— REQUIREMENT —
Retype the material that follows, keeping every word as it is.

******************************

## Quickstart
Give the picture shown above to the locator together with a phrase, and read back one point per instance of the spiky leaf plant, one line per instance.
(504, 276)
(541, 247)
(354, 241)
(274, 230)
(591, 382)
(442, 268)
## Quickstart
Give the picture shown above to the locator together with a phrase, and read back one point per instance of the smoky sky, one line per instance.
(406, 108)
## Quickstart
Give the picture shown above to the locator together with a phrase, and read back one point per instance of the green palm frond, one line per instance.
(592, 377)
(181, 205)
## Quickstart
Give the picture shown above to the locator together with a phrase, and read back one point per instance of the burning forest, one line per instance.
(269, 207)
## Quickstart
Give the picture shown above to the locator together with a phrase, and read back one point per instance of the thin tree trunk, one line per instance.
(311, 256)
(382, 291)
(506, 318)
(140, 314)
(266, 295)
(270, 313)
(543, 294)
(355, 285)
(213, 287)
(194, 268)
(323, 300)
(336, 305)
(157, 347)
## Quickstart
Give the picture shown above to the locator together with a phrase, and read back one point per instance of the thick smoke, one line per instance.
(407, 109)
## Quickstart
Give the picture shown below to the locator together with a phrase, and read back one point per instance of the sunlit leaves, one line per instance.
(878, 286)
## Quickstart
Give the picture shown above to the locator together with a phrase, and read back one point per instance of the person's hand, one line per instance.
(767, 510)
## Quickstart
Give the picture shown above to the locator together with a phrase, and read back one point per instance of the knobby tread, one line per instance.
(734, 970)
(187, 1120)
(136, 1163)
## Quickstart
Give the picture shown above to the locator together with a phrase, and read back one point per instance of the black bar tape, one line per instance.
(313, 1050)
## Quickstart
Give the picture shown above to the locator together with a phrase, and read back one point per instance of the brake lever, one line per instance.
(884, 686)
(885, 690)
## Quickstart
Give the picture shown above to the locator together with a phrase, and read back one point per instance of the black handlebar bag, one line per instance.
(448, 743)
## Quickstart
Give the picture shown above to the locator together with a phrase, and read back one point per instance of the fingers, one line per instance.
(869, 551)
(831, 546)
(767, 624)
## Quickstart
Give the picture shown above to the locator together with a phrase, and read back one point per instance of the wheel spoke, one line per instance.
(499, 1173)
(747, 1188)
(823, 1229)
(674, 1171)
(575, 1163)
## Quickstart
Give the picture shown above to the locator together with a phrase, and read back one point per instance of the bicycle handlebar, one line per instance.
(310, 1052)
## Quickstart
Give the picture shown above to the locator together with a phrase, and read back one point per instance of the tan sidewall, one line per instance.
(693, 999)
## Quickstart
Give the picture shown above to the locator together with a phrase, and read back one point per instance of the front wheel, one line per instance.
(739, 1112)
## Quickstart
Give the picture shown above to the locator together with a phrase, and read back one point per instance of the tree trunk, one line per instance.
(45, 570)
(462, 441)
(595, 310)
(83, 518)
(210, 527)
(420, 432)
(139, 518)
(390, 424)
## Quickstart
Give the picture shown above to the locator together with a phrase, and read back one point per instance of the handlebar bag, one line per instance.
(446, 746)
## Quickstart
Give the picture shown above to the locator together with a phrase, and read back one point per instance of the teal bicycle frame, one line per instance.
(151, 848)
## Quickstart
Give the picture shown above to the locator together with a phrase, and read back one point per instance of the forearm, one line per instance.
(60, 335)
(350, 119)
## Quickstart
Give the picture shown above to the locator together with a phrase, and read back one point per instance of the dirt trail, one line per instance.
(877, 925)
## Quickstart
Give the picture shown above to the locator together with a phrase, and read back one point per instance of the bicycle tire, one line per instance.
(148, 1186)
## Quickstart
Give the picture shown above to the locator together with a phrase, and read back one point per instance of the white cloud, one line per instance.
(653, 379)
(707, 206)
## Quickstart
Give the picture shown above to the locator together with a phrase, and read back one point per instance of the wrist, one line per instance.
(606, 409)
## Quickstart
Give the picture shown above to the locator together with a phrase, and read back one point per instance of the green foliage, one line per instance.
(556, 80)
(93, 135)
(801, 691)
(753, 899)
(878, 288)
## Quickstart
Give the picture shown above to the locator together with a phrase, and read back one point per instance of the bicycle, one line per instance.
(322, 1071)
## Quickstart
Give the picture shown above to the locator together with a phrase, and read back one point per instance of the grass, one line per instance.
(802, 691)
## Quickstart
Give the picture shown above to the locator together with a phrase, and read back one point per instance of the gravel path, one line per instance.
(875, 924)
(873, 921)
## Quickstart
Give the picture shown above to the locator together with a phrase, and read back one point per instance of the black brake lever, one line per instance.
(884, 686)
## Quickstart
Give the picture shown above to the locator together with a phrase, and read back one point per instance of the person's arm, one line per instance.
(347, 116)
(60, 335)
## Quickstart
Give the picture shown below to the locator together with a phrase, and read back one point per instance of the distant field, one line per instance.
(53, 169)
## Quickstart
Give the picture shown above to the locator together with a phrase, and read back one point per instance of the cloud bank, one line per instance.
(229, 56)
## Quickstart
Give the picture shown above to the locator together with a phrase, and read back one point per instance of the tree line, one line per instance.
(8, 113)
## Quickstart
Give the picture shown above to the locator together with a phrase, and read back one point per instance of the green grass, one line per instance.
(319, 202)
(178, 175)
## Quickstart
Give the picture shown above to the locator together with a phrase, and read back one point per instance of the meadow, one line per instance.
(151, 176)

******************************

— RESULT OF THE EXERCISE —
## Quickstart
Give the picture shown above to the locator together with a phrase, and read back one point per instance of the spiky leaf plant, one line per instance.
(504, 276)
(541, 247)
(354, 241)
(274, 230)
(591, 382)
(442, 268)
## Quickstart
Give the picture shown above to the locator together with a phrase, and read back one point per instance of the smoky sky, one line per instance.
(406, 108)
## Quickstart
Give the picture shown above to the locator together with a phrase, and read back one point per instance of the green palm frond, one line per instance.
(592, 377)
(181, 205)
## Quickstart
Give the picture shown above to the locator together with a phrase, and read back one point per instance of the burning forest, one line per instance.
(269, 207)
## Quickstart
Give the picture shown above to the locator together with a phrase, and read back one point per instance of the thin tree trunk, one line per instance.
(311, 256)
(382, 291)
(506, 318)
(140, 314)
(266, 295)
(270, 313)
(543, 294)
(355, 285)
(213, 287)
(194, 268)
(323, 300)
(336, 305)
(157, 347)
## Quickstart
Give the picture shown above to the locator together with a phrase, and read back one point per instance of the thick smoke, one line per instance.
(407, 109)
## Quickstart
Give the picture shown below to the locator together with a phrase, and read back one point per instance of the sunlit leaves, one line per instance.
(878, 286)
## Quickstart
Give the picture shown above to the locator together with a phrase, and read back one point per instance of the person's hand, one line per instance.
(767, 510)
## Quickstart
Give the picture shown above to the locator together with a phrase, and read back one point per instance of the knobby tread, one line per instance.
(734, 970)
(187, 1120)
(136, 1163)
## Quickstart
Give the picture shown above to the locator together with a phrase, and read back one point per instance of the black bar tape, one line per instance.
(313, 1050)
## Quickstart
Give the picture shown above to the locator together with a phrase, and read back one point per instance of the brake lever, one line per instance.
(884, 686)
(885, 690)
## Quickstart
Give the picture shown above to the locator together with a phrase, and read back one point per instance of the black handlebar bag, one line per instance.
(448, 743)
## Quickstart
Give the picture shown above to the locator together with a phrase, and read back one point per instance of the fingers, one line per instance.
(869, 551)
(831, 546)
(767, 624)
## Quickstart
Give the picture shown above to the locator together with a phrase, and read back one point per instance of the wheel spoke, one line per instance.
(499, 1173)
(747, 1188)
(823, 1229)
(674, 1171)
(575, 1163)
## Quickstart
Give the picture shown above to the locator together with a phrase, and read back one point per instance of the bicycle handlebar, one line per instance.
(310, 1052)
## Quickstart
Give the picture shown above to the locator together with a phrase, and read back one point per instance of the tan sidewall, one line per instance.
(693, 999)
## Quickstart
Give the picture shown above to the locator together with a phrase, and read back one point per instance of the front wheel, one line per instance.
(739, 1112)
## Quickstart
Give the picture shown above to the locator together with a phrase, and read back one point per instance of the tree trunk, one line per instance.
(45, 570)
(462, 441)
(595, 310)
(83, 518)
(210, 527)
(420, 432)
(139, 518)
(390, 424)
## Quickstart
Give the picture shown above to the locator together with a phrase, and read back one point per instance of the handlebar bag, one line per instance.
(446, 746)
## Quickstart
Give the picture shown above to the locator together with a phrase, and read back one point per instance of the teal bicycle frame, one line per instance.
(151, 848)
## Quickstart
Give the picture shown above to the locator together with a phrase, and read back one point per instance of the forearm, one line per instance.
(60, 335)
(350, 119)
## Quickstart
Give the picture shown above to the locator together with a phrase, and read back one point per instance of the dirt trail, one line per instance.
(877, 925)
## Quickstart
Give the picture shown above to the locator together with a phrase, and read back one point per instance of the bicycle tire, one line per instance.
(148, 1186)
## Quickstart
Give the picture shown above to the locator together with a phrase, and read back one point per instance of the white cloud, one line per instance.
(653, 379)
(707, 206)
## Quickstart
Give the picture shown above to the locator together with a phrase, and read back one point per instance of the wrist, one line per instance.
(606, 409)
## Quickstart
Give the picture shown above to the locator together with a phrase, and read back one point per instance of the green foliage, one line per instance.
(556, 80)
(93, 135)
(801, 691)
(753, 899)
(878, 288)
## Quickstart
Give the picture shown above to the locator together with a phrase, and read back one point per instance of the bicycle, one line per instance.
(322, 1071)
## Quickstart
Give the picture shown above to the locator together with a phrase, and read back one point per instance of the grass, one line per instance.
(802, 691)
## Quickstart
Give the picture shown above to the locator together with a phrase, and read back one point per instance of the gravel path, one line per instance.
(875, 924)
(873, 921)
## Quickstart
Give the picture shown above to the locator together with a phrase, and read back one point per instance of the black brake lever, one line per instance.
(884, 686)
## Quickstart
Give the picture shown above to the locator together with a phrase, and read back one point per instance of the person's arm, one line per instance.
(347, 116)
(60, 335)
## Quickstart
Give the picture shown below to the locator together with a phrase, and read back one point per instance of the distant field, one line per instance.
(53, 169)
## Quickstart
Give the picture shown above to the locator together with a phrase, and read back one point per instance of the cloud bank, one line per instance.
(229, 56)
## Quickstart
Give the picture shown above to the locator together with a phrase, and read back one point per instance of the tree line, one line per instance.
(8, 113)
## Quickstart
Give the picture shown above to the locator together with a phrase, and read back one point per instance of the green grass, one line per instance.
(319, 202)
(178, 175)
## Quickstart
Give the picture shown above to the locator together with a phrase, and read back one point per instance of the meadow, one line per instance.
(151, 176)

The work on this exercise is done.